━━━━━ Текст для чтения ━━━━━

-*-
Хотите, я расскажу вам историю? Вы ведь не знали ещё об одном интересном свойстве Безлюдных Пространств. Они умеют читать туманные картины.
Если кто-то из вас всё-таки запомнил книгу "Бриг "Артемида" (я сейчас уже наверняка убедился: самую незаслуженно незамеченную читателями) - вы помните и про картины в "волшебном фонаре", а если даже и не помните, то читали наверняка мои предыдущие заметки, а если и их не читали, так же вы тут все тогда делаете?
Но если кто-то помнил, да забыл, я напомню. Одно из главных волшебств книги - те самые картинки, возникавшие в облаках пара. Я сразу написал, что в картинах скрыта важная тайна "Брига". Когда книга только начиналась, ещё не было понятно, что это за тайна, а теперь пришло время её вам показать.
В самой серединке Истории спрятан один маленький эпизод. История с фотографией, которую автор будто бы обнаружил в Севастополе...
Сделаю небольшую ремарку: я вообще не уверен, что эта фотография была на самом деле. Крапивин чем дальше, тем больше запутывает своих слушателей, запутывает их честно, предупреждая на каждом шагу: а я вас обманул, а вот тут изменил, а вот тут всё было не так… а может и так, но если не так, то ведь могло быть и так, почему нет?..
Реальность слоится, как пластинки слюды. И "Бриг" неоднократно назван сказкой, хотя ни одного, даже самого крохотного волшебства, там, формально, не случилось. Всё волшебство - в том, что из небывшего получалось бывшее. Люди называют такие вещи историческими романами: мало ли, что о написанном никто не слышал, совсем ведь чуть-чуть предположим…
Но Крапивин такого не хочет, ему такого не надо - называть сказку историческим романом. Почему не надо - вопрос особый, может быть, позже о нём.
Фотография потом пропала, украли. А может - приснилась. А может - появилась из какой-то другой непридумавшейся истории. "Бриг" можно рассматривать, в том числе, и как продолжение цикла мемуарных повестей "Золотое колечко", только ещё дальше отступившее в туман небывшего. А если вы помните, в "Золотом колечке" не раз получалось, что реальность перепутывалась… только там магией картин заведовало кино, луч света, пробивший темноту и танцующие пылинки.
Почему я упомянул в самом начале Безлюдные Пространства? А вот почему. "Бриг" принципиально отличается от "Золотого колечка" тем, что в "Колечке" магия света и темноты рисует картинки только во Времени. Всё, что происходит - происходит внутри рассказчика. Прошлое слоится, но всё, что происходит - касается в основном его, рассказчика. А других - разве что только опосредованно.
В "Бриге" волшебство вырывается на новый уровень. Потому что "туманные картины" оказались наделены новым свойством: они создают целые пласты реальности.

━━━━━

■ **Цель задания A**: Объясните в одном–трёх предложениях, почему в тексте о книге Крапивина выражено сомнение, что фотография из Севастополя существовала на самом деле.
■ **Цель задания B**: Что, согласно тексту для чтения, заведовало магией картин в «Золотом колечке»?
■ **Цель задания C**: Изложите главное содержание текста о книге «Бриг „Артемида“» в трёх предложениях.
Приведённые далее записи — самостоятельный материал, не связанный с текстом для чтения.

━━━━━ Исходные материалы ━━━━━

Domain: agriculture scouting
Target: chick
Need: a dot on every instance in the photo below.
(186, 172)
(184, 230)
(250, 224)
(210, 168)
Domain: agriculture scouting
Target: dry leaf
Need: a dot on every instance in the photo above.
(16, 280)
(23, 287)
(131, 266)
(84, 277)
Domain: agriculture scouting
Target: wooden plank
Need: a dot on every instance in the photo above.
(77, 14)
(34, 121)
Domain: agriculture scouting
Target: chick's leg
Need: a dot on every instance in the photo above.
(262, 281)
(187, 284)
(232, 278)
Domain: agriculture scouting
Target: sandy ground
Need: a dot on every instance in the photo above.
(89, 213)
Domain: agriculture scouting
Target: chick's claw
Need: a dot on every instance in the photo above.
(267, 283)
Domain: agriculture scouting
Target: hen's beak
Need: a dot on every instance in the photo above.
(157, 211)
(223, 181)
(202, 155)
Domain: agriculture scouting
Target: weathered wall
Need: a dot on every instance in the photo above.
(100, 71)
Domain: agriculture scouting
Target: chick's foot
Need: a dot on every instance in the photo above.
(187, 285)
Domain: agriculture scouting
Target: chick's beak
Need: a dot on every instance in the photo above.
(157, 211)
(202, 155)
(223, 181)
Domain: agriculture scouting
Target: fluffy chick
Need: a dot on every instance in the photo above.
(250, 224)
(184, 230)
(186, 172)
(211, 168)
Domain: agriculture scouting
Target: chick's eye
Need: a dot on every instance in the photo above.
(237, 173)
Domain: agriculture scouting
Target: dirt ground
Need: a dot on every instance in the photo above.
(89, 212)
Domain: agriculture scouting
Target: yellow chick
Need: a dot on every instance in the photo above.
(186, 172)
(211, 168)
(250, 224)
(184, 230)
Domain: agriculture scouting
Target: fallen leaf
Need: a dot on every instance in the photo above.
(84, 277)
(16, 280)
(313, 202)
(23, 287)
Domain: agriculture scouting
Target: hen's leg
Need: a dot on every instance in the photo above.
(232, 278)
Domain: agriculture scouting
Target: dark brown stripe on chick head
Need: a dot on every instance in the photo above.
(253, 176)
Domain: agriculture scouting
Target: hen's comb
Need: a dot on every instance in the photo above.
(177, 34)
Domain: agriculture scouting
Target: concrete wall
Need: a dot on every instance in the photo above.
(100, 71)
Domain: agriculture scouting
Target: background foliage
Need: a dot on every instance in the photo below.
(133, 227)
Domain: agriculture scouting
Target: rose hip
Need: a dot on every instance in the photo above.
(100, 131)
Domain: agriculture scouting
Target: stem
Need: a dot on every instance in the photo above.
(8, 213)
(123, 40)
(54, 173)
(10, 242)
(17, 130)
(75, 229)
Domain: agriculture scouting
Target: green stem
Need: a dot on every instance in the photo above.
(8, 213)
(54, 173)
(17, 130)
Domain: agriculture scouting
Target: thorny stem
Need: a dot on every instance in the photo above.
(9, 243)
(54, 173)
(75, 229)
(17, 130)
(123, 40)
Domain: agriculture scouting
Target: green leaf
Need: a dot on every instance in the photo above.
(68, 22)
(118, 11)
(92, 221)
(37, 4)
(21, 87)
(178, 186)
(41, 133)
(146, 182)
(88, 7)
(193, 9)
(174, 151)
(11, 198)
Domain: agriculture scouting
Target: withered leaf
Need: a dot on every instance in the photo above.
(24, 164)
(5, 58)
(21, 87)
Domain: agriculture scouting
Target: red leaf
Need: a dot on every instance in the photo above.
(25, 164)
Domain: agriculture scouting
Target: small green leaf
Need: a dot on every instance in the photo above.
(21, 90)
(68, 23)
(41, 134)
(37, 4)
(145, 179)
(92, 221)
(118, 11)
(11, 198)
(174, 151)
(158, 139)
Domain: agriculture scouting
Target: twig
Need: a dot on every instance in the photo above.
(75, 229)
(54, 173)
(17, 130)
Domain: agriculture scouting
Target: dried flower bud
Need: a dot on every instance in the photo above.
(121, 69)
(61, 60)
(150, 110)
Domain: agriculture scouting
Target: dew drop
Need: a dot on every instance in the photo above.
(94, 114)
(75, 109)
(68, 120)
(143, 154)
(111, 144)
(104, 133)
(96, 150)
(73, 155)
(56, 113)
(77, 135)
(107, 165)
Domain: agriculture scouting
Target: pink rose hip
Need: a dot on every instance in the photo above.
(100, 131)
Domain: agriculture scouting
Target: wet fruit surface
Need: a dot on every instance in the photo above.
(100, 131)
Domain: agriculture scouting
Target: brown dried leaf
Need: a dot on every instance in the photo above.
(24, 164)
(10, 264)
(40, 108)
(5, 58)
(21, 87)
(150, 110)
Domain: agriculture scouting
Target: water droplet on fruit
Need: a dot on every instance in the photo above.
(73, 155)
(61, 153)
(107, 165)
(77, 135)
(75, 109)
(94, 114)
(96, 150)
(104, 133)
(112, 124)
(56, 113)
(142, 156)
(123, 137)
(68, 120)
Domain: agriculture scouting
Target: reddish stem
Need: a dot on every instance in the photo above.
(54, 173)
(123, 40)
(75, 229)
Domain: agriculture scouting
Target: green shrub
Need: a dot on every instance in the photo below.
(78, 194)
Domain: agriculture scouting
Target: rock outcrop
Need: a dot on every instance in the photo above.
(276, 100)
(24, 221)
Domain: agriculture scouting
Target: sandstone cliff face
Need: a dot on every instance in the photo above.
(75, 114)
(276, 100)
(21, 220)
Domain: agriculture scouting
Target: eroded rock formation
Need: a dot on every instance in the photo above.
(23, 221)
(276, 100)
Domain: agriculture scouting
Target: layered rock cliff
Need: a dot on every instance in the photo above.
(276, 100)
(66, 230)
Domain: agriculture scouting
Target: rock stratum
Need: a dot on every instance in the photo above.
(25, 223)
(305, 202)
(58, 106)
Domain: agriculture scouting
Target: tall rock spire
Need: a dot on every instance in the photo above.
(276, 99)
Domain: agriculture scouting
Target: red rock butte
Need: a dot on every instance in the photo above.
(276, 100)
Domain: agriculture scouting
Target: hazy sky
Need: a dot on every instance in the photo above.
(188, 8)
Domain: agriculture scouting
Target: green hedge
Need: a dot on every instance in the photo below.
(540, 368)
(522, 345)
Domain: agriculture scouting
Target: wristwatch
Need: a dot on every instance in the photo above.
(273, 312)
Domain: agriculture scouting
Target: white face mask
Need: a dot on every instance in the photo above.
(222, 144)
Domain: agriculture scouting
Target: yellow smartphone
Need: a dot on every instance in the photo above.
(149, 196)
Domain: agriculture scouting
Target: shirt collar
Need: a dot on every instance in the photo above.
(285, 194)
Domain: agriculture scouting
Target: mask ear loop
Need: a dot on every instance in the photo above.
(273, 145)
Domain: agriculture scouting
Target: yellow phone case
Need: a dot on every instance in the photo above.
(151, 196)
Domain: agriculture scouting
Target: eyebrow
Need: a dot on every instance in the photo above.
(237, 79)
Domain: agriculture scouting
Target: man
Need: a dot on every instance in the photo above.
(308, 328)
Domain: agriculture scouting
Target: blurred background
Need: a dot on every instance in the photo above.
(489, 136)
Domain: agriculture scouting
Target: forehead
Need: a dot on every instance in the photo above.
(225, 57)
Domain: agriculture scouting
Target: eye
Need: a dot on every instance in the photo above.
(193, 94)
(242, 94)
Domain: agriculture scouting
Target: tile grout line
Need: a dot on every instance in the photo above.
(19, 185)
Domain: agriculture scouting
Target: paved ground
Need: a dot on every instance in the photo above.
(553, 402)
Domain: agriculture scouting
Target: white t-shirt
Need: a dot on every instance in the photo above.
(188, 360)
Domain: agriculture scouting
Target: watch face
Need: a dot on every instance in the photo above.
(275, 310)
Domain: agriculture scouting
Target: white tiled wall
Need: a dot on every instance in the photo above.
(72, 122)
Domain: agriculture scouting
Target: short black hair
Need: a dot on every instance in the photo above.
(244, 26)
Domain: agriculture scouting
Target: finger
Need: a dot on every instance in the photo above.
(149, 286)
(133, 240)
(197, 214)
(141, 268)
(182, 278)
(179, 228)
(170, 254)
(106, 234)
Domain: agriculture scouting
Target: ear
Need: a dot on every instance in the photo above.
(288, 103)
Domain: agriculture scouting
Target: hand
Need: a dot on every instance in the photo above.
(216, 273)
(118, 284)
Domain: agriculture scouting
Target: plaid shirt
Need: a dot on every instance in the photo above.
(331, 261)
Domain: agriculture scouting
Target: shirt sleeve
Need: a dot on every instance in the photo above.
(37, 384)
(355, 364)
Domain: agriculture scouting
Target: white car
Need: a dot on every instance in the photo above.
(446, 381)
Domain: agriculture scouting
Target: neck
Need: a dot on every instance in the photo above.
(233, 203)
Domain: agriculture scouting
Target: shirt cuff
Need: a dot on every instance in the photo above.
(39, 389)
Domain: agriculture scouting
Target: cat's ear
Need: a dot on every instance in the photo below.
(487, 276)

━━━━━

■ **Итоговый ответ A**: Крапивин всё сильнее запутывает своих слушателей, но делает это честно: на каждом шагу предупреждает, что здесь обманул, тут изменил, а там всё было не так. Поэтому нельзя быть уверенным, что фотография, будто бы найденная в Севастополе, действительно была.

■ **Итоговый ответ B**: Кино: луч света, пробивший темноту, и танцующие пылинки.

■ **Итоговый ответ C**: Одно из главных волшебств книги Крапивина «Бриг „Артемида“» — картины, возникавшие в облаках пара, и в них скрыта важная тайна книги. Реальность в «Бриге» слоится: Крапивин честно предупреждает, что запутывает слушателей, а фотография, будто бы найденная в Севастополе, потом пропала или, может быть, приснилась. В «Золотом колечке» магия света и темноты рисует картинки только во Времени и касается в основном рассказчика, а в «Бриге» туманные картины создают целые пласты реальности.